_Work to complete_
Extract every line of the listing below that contains the word "left", matching case exactly.
****************************************
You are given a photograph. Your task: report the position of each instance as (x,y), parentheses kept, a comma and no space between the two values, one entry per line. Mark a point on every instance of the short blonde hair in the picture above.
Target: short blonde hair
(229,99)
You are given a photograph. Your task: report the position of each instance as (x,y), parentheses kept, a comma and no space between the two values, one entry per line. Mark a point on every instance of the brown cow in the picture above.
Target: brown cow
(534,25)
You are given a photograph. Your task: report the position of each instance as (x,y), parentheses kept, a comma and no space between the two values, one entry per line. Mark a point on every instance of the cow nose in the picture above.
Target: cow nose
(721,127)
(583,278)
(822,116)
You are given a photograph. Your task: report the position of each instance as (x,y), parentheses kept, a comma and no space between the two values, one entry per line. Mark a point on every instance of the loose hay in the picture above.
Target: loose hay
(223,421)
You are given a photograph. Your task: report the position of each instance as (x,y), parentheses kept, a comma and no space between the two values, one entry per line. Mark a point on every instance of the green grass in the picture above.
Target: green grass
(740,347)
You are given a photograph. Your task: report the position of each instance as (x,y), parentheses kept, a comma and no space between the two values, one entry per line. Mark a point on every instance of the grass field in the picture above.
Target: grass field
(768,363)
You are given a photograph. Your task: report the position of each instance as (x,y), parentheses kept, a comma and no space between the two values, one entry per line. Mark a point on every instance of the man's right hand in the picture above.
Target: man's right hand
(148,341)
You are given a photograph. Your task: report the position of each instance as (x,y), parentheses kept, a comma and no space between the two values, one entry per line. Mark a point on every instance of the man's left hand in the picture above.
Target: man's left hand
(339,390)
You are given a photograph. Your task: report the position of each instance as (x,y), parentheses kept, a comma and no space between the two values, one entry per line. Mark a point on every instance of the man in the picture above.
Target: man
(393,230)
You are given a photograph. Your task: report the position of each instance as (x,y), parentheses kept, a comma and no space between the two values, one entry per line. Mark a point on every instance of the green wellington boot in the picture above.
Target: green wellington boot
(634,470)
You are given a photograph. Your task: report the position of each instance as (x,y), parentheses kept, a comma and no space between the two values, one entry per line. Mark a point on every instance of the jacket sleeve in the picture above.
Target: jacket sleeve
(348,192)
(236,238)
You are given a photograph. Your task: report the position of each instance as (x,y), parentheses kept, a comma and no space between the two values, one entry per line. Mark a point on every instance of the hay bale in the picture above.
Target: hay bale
****************************************
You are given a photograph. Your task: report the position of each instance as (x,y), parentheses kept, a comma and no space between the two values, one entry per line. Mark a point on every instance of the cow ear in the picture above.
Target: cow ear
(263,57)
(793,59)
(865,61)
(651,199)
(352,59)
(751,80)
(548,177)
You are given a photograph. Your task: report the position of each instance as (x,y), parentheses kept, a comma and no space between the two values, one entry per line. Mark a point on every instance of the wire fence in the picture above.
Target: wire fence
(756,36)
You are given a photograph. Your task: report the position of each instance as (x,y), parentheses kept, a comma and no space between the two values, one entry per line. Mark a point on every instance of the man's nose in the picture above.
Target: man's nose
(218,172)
****************************************
_Response_
You are given a photograph. Your task: report the position of each instance as (x,y), parentheses kept, a comma and no space between the two values, one entry per line. Mark a point on every instance of the man's left hand in the picture above.
Target: man's left hand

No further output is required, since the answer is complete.